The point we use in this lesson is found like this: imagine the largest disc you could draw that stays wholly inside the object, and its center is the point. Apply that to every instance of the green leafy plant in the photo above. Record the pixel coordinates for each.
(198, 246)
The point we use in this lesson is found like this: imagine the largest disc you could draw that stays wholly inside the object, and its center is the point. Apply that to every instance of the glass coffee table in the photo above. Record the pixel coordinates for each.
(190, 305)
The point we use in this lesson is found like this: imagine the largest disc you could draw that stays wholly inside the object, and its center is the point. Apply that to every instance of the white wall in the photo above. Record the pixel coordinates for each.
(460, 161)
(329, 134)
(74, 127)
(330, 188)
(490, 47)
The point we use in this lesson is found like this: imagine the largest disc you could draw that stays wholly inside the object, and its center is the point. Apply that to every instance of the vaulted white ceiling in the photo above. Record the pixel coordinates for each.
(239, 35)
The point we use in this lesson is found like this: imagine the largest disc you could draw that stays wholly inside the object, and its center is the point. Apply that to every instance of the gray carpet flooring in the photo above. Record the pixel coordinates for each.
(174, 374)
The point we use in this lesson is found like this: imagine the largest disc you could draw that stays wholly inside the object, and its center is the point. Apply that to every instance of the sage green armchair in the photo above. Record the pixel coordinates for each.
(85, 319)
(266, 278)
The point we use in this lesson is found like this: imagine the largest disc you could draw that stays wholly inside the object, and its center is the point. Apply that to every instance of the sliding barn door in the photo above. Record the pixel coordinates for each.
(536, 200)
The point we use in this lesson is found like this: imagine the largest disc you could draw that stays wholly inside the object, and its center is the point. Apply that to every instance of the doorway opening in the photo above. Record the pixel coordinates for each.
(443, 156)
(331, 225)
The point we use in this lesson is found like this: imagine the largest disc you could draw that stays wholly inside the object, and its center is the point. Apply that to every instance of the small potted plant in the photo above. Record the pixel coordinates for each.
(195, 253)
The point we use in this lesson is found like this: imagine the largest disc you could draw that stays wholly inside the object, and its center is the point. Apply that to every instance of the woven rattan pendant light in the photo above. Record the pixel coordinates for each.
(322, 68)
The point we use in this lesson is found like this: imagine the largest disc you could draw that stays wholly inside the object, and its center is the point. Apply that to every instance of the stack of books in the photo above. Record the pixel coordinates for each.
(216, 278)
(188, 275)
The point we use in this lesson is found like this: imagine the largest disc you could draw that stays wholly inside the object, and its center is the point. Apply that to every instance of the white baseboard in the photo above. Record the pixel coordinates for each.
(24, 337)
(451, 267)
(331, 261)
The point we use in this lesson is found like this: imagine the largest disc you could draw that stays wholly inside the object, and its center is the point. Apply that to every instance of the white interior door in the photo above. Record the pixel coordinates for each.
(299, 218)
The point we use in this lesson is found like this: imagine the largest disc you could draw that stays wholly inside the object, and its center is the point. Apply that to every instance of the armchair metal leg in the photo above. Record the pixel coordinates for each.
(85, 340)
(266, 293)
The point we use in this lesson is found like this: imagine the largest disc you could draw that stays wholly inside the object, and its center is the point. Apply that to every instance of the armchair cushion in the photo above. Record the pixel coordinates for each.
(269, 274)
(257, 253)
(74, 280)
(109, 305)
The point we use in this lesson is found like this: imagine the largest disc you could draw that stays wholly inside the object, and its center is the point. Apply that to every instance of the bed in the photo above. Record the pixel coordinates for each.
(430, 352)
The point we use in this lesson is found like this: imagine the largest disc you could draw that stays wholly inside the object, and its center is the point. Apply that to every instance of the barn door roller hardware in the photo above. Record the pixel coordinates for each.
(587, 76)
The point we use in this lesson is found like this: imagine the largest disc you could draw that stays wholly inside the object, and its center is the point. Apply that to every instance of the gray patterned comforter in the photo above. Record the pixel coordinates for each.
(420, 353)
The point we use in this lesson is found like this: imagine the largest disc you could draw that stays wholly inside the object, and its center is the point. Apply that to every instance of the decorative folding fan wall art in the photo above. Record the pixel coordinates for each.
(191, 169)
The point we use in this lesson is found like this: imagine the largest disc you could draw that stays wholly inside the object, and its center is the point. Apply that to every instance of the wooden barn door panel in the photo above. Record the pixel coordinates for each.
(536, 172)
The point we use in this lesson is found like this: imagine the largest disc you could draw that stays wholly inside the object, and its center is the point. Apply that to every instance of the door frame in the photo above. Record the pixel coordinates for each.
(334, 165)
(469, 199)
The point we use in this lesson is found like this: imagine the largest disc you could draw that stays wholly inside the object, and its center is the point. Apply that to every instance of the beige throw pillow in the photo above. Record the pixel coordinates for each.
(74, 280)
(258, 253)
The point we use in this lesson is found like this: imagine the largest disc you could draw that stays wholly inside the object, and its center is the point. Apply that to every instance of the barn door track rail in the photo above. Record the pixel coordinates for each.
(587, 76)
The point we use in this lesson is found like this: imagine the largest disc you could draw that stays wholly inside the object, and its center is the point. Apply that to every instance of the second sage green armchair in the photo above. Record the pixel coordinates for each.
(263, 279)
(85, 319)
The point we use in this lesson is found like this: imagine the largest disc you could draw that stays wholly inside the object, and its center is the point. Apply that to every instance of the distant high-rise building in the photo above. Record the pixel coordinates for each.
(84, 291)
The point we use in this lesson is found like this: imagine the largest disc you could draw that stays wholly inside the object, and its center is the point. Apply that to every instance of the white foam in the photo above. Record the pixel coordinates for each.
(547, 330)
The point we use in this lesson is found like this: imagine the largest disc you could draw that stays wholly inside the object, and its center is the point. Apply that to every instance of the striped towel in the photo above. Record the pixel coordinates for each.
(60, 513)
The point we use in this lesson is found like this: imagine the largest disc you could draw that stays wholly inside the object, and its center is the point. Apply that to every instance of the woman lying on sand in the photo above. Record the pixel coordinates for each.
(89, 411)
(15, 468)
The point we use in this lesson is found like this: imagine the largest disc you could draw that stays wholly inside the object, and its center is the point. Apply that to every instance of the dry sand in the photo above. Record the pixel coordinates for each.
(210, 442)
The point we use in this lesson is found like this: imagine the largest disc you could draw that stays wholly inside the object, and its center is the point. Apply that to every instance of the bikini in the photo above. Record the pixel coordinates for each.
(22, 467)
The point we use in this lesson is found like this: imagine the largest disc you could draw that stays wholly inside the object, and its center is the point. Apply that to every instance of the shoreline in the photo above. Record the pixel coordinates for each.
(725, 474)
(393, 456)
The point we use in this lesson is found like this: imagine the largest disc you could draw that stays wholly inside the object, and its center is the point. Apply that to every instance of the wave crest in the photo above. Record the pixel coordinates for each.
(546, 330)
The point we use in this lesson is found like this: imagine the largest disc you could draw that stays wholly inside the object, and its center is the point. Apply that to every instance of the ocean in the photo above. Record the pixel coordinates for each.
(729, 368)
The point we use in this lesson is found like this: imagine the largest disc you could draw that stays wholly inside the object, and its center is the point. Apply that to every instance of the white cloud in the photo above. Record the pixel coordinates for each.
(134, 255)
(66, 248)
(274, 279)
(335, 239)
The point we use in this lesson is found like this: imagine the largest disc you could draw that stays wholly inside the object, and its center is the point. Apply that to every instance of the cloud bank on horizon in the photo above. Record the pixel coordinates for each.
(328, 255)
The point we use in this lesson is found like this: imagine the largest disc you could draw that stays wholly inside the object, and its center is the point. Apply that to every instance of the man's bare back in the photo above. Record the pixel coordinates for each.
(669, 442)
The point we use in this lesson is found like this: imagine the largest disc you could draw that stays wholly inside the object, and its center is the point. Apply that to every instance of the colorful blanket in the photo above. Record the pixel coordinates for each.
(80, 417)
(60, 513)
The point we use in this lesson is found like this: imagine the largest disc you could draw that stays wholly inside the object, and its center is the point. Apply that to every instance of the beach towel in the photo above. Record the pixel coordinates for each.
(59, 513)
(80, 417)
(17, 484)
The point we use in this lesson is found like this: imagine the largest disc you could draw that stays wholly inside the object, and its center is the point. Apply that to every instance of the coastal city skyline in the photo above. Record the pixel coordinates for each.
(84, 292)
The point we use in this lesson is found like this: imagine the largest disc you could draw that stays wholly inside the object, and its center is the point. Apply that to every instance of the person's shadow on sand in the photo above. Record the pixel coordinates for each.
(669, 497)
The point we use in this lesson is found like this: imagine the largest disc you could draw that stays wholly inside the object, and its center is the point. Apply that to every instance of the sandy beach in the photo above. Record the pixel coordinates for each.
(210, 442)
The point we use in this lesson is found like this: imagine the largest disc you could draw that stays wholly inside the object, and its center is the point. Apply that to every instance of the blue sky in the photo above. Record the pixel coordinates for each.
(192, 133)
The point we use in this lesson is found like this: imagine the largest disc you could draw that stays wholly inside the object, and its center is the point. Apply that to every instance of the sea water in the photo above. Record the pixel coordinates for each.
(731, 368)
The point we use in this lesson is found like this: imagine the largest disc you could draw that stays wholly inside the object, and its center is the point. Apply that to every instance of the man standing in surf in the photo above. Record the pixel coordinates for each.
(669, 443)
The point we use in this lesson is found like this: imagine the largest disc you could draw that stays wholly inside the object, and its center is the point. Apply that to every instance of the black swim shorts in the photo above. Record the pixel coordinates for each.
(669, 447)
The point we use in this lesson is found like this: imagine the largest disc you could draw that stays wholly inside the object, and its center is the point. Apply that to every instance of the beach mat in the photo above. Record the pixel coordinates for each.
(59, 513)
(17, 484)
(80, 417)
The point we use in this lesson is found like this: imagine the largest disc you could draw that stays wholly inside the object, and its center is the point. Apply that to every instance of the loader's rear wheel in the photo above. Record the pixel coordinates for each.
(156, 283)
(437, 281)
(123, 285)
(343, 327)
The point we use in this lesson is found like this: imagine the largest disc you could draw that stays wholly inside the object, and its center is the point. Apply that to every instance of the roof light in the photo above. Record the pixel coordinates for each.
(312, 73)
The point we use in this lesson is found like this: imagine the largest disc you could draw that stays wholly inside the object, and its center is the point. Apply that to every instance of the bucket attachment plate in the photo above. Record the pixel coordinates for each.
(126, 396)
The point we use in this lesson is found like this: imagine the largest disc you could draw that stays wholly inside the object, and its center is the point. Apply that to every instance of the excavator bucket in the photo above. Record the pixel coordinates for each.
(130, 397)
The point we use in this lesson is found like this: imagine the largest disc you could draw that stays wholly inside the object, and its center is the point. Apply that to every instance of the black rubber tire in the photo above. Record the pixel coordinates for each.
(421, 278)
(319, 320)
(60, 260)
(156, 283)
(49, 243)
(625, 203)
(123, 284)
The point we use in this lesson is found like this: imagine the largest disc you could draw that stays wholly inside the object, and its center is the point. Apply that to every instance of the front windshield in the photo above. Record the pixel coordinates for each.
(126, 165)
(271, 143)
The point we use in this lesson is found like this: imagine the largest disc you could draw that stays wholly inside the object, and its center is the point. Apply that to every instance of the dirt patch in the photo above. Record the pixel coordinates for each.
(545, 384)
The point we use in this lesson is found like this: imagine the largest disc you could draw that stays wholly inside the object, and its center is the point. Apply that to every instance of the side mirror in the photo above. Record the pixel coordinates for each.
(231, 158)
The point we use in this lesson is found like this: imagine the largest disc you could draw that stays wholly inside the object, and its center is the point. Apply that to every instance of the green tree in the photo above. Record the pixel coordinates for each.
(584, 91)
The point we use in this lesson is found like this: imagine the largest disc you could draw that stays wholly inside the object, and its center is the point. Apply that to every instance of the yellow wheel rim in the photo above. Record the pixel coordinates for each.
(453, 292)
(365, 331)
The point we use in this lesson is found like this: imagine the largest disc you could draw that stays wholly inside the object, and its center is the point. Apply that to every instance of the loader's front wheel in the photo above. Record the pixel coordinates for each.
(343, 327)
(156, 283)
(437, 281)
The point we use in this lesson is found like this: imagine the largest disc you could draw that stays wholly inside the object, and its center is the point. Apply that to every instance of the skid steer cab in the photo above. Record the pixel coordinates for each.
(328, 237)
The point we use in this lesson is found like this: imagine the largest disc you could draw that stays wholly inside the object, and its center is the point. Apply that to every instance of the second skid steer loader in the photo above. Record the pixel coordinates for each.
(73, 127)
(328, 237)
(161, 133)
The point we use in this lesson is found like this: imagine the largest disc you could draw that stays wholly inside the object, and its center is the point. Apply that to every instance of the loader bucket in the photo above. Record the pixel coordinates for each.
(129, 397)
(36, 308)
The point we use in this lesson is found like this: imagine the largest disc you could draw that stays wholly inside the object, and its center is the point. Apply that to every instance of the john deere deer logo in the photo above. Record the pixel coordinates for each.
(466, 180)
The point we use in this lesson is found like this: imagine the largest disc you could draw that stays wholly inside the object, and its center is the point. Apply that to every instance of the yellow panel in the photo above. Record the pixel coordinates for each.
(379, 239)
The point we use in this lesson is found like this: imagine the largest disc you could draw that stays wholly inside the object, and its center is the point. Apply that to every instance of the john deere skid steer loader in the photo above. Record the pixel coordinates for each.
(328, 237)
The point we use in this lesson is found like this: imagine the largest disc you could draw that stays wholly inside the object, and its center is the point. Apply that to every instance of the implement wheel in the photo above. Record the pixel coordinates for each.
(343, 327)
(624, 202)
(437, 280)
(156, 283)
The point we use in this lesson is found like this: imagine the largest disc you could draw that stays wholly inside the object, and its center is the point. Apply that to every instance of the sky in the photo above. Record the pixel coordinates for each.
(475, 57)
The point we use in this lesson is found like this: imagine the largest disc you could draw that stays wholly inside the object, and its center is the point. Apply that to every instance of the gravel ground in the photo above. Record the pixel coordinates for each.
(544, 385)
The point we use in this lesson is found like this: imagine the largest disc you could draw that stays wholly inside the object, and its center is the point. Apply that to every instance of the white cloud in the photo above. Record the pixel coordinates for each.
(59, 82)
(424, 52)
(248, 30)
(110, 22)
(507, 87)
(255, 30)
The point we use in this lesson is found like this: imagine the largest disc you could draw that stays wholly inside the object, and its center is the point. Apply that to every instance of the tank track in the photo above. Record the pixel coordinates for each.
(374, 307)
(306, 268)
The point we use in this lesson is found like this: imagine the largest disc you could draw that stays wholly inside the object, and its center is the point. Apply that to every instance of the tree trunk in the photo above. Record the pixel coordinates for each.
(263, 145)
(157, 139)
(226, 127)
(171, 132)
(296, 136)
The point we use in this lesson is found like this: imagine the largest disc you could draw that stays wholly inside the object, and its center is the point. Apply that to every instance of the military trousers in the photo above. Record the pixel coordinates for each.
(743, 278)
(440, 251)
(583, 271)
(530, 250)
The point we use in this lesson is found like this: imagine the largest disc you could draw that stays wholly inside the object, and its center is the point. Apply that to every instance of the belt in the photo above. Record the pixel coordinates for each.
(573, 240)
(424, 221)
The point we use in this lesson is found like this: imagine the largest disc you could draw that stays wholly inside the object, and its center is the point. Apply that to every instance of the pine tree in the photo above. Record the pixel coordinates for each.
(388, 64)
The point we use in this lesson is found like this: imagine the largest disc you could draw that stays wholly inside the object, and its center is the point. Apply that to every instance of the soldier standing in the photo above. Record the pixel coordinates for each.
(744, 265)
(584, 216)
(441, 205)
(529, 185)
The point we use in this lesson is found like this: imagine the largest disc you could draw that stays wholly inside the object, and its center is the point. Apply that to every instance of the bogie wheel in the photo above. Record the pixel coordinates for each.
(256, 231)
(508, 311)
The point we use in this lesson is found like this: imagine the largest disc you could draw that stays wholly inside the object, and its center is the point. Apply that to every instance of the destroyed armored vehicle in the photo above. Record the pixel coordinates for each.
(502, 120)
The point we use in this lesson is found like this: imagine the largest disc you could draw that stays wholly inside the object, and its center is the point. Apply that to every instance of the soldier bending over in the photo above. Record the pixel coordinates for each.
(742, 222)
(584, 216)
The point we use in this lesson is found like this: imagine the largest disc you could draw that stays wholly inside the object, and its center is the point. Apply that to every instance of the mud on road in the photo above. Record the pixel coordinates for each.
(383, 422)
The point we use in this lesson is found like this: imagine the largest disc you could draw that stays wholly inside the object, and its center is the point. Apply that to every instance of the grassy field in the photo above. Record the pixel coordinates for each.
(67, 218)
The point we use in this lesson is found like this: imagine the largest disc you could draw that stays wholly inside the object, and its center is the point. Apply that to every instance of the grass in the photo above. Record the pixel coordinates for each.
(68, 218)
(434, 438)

********

WHAT YOU SHOULD DO:
Copy verbatim everything in the data above, from the line containing "the grass in" down through the final line.

TASK ANSWER:
The point we use in this lesson is found like this: imagine the largest disc you could draw that stays wholly inside the object, and its center is the point. Apply that to every instance of the grass in the photo above. Record the pixel coordinates for each.
(68, 218)
(434, 438)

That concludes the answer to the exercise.